**AUSZUG:**

********************

Beim Hochschulmarketing geht es aber nicht nur darum, internationales Wissen und fremde Kulturen in deutsche Hörsäle zu tragen, sondern auch um den Aufbau eines Netzwerkes ausländischer Nachwuchseliten, das wiederum den Grundstein für weitreichende, langfristige Kooperationen mit Deutschland in Politik, Wirtschaft und Wissenschaft legt. Schließlich trägt die Präsenz Deutschlands auf dem internationalen Bildungsmarkt letztendlich auch zur Qualitätsverbesserung der deutschen Forschung und Lehre bei, wenn wir die Besten der Besten erreichen und nach Deutschland zu einem Studien- oder Forschungsaufenthalt einladen können.



politik-digital:
Wie steht Deutschland denn im internationalen Vergleich da?

Rolf Hoffmann: Als Gastland rangiert Deutschland mit etwa 166.000 ausländischen Studierenden an dritter Stelle, hinter den USA und Großbritannien mit 453.785 bzw. 198.839 ausländischen Studierenden. Auch wenn sich die Zahl der Bildungsausländer an deutschen Hochschulen seit 1976 vervierfacht hat, hat Deutschland gegenüber den genannten Ländern durchaus Nachholbedarf. Hinzu kommt, daß die anderen europäischen Länder wie beispielsweise Frankreich und die Niederlande sich auf dem internationalen Bildungsmarkt ebenfalls zunehmend stärker präsentieren.



politik-digital:
Welche Rolle spielt das Internet aus Ihrer Sicht heute bei der Anwerbung der internationalen Studierenden?

********************

**BEREITGESTELLTE ANGABEN:**
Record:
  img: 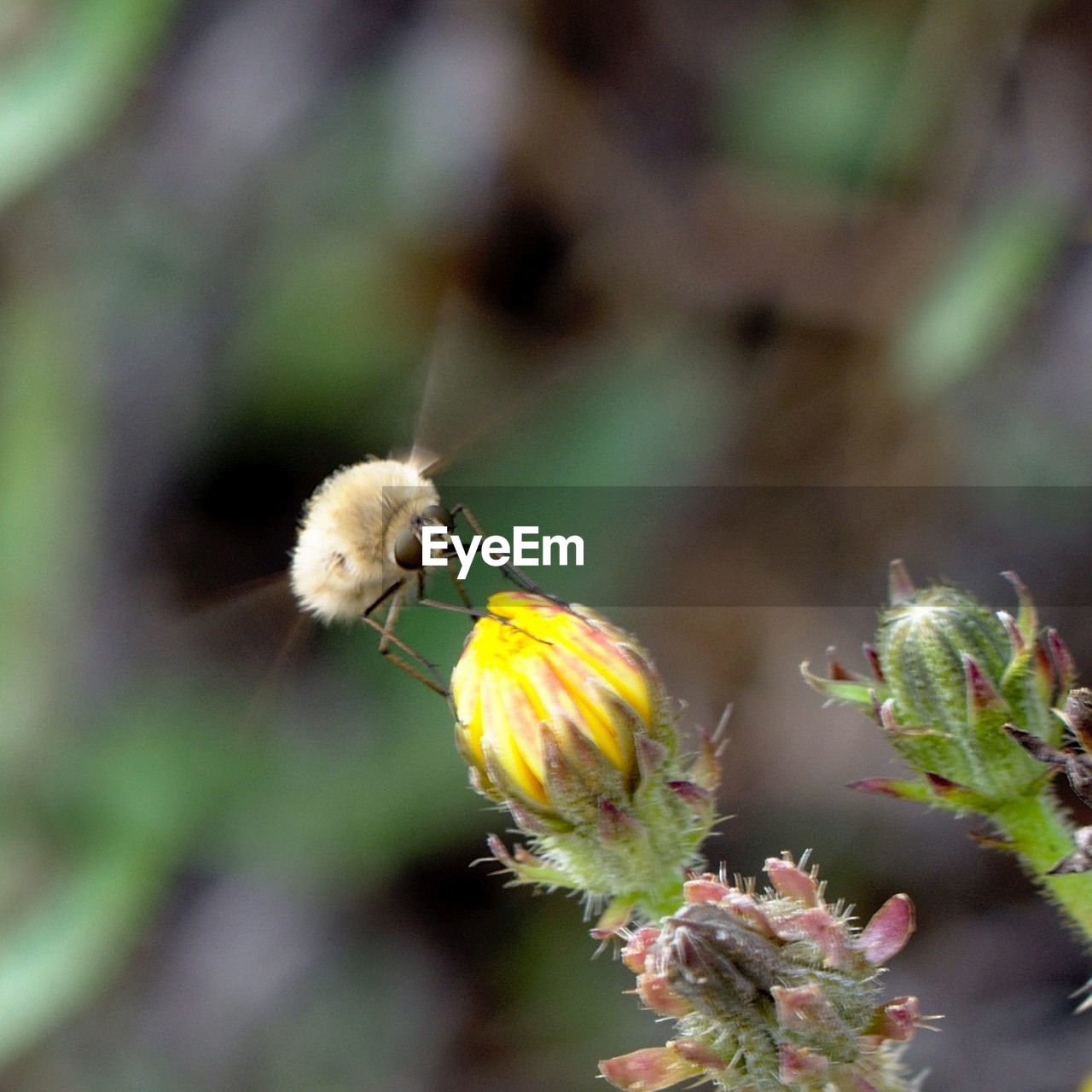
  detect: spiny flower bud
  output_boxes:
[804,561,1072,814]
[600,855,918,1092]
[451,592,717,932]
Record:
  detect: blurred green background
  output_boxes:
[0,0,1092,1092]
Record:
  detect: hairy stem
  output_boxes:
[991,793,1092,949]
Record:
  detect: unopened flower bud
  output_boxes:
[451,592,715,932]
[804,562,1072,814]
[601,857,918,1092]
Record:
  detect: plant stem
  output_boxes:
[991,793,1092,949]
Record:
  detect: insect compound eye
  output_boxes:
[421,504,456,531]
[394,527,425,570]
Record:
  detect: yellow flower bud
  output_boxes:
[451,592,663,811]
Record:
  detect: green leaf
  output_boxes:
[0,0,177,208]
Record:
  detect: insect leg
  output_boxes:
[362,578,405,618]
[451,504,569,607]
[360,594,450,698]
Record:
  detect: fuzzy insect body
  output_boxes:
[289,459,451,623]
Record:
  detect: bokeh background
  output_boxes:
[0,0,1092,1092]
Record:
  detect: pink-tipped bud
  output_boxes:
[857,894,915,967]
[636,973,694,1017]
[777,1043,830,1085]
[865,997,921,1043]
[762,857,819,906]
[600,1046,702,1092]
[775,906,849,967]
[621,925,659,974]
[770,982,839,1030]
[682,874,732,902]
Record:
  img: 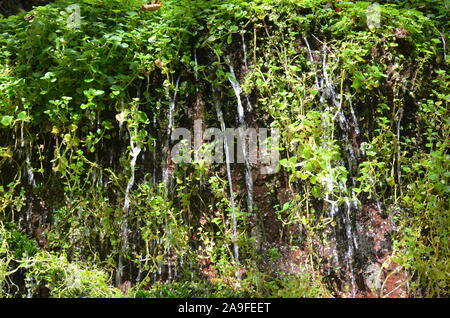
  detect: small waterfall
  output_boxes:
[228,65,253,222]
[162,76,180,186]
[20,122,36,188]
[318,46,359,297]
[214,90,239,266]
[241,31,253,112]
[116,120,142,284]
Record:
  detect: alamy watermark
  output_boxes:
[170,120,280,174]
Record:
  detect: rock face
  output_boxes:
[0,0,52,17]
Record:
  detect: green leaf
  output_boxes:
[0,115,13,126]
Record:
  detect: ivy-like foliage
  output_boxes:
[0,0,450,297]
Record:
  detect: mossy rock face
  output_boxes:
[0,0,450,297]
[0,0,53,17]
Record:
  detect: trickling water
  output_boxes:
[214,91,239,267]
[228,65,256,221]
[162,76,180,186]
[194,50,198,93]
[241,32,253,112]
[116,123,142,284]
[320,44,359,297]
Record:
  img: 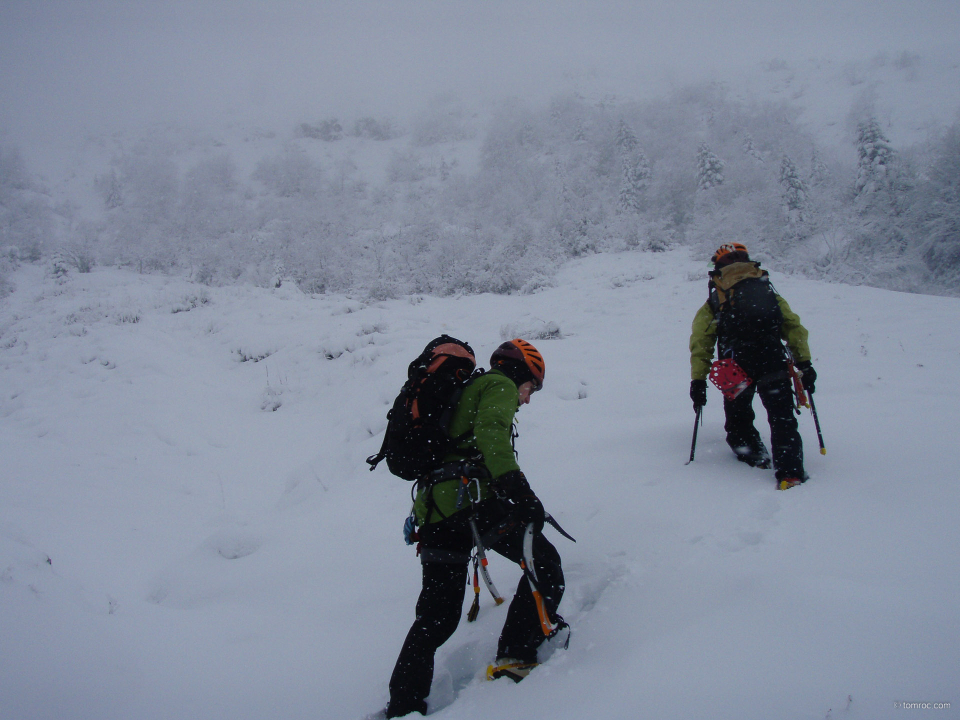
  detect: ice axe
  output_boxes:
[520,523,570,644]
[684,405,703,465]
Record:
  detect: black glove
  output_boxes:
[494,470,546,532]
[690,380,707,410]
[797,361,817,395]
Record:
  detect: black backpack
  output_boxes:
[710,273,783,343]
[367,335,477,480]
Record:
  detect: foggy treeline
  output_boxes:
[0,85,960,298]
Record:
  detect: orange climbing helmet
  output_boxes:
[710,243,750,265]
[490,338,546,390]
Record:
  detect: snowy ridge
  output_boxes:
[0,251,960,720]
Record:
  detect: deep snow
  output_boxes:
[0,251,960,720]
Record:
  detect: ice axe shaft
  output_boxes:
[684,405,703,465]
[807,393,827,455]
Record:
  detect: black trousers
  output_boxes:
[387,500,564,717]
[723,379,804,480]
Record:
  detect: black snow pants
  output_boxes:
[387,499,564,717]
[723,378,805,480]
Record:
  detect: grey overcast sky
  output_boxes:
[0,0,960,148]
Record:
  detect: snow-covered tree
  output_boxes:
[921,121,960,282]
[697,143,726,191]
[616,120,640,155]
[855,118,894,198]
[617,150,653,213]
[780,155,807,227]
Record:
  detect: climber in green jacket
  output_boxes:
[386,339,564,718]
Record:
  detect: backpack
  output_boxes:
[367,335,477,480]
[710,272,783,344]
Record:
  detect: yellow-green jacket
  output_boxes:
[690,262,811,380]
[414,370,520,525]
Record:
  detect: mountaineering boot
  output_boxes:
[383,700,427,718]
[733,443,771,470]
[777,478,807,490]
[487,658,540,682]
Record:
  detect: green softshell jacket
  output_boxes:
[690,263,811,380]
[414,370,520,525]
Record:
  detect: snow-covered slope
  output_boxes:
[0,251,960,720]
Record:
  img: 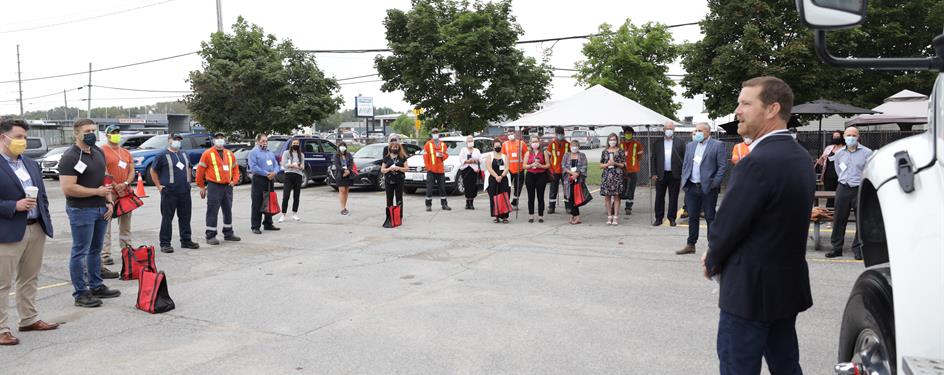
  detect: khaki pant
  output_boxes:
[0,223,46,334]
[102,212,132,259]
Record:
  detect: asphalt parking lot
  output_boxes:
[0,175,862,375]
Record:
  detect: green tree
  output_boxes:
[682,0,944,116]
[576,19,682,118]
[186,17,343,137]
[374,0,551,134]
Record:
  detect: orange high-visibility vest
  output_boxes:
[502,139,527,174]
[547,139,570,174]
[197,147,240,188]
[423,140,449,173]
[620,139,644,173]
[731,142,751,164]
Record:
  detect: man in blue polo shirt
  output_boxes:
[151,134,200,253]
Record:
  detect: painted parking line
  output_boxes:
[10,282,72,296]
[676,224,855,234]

********************

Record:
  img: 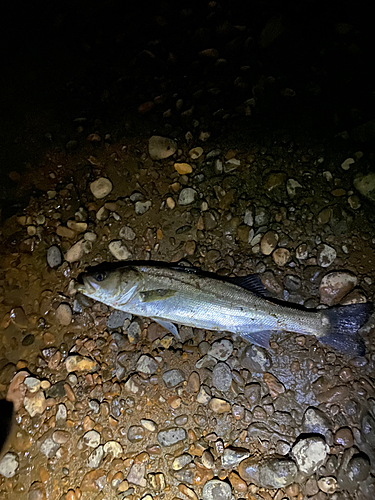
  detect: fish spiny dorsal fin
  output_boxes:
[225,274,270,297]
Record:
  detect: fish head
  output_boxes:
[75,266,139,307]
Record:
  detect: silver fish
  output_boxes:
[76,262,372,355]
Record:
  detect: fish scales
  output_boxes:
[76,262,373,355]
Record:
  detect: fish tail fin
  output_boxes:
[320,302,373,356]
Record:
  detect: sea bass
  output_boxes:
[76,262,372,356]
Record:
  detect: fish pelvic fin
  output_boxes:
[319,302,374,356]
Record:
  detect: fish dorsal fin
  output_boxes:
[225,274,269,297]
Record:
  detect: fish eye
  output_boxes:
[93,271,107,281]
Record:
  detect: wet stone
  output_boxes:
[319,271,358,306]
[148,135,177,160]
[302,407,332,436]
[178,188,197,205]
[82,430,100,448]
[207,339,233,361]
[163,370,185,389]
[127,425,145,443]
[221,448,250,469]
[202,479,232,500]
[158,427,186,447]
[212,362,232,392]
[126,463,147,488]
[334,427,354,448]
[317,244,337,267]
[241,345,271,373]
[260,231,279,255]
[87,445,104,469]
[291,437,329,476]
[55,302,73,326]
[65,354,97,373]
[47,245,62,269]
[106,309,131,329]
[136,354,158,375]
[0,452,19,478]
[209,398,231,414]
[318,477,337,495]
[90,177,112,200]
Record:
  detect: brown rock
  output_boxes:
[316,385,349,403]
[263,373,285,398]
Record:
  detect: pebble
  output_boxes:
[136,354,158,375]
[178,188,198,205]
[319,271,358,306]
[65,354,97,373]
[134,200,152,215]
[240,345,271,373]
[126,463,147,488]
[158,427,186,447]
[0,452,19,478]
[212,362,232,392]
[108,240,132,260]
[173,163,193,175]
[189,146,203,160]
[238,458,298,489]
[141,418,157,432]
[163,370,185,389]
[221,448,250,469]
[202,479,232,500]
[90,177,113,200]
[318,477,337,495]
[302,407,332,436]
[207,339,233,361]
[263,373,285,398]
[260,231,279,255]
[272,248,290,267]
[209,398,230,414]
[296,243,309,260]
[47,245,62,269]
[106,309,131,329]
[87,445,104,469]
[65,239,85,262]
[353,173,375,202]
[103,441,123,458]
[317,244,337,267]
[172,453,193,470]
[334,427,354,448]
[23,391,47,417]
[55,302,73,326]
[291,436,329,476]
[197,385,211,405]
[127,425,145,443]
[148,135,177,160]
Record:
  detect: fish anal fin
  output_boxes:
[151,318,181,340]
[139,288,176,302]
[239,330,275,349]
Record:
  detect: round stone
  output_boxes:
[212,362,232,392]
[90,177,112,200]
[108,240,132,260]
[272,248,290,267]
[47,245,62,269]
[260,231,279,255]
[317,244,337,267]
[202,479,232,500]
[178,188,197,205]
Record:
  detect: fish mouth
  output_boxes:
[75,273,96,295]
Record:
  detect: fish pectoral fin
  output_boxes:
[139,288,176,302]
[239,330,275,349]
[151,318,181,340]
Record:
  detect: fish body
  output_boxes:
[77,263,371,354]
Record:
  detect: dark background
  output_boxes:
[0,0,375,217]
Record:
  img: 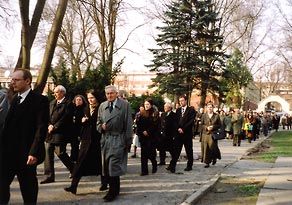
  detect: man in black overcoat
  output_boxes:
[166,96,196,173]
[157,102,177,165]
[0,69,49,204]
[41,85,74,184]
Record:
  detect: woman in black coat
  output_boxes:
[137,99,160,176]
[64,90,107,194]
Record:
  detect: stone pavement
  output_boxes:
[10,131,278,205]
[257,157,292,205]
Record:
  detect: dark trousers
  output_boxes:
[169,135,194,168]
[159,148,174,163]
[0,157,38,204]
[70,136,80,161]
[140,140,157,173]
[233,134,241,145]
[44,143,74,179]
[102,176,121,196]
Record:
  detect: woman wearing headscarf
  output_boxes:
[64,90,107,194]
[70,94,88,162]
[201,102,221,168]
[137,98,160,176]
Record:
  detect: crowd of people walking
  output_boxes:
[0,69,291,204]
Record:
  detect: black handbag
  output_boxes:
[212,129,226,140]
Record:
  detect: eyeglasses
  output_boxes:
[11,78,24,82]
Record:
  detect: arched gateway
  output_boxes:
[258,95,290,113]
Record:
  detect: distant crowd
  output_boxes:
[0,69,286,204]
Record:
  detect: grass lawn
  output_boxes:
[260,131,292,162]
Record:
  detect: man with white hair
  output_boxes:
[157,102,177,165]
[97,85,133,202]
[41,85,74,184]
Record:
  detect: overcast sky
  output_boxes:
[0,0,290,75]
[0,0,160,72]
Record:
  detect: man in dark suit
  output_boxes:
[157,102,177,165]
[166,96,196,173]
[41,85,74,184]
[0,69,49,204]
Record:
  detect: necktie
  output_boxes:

********************

**ZU ERLEDIGEN:** Können Sie aus dem Interview zum Hochschulmarketing die Passage von „Beim Hochschulmarketing geht“ bis „Forschungsaufenthalt einladen können.“ wortgetreu abschreiben?

**ERLEDIGTE AUFGABE:**
Beim Hochschulmarketing geht es aber nicht nur darum, internationales Wissen und fremde Kulturen in deutsche Hörsäle zu tragen, sondern auch um den Aufbau eines Netzwerkes ausländischer Nachwuchseliten, das wiederum den Grundstein für weitreichende, langfristige Kooperationen mit Deutschland in Politik, Wirtschaft und Wissenschaft legt. Schließlich trägt die Präsenz Deutschlands auf dem internationalen Bildungsmarkt letztendlich auch zur Qualitätsverbesserung der deutschen Forschung und Lehre bei, wenn wir die Besten der Besten erreichen und nach Deutschland zu einem Studien- oder Forschungsaufenthalt einladen können.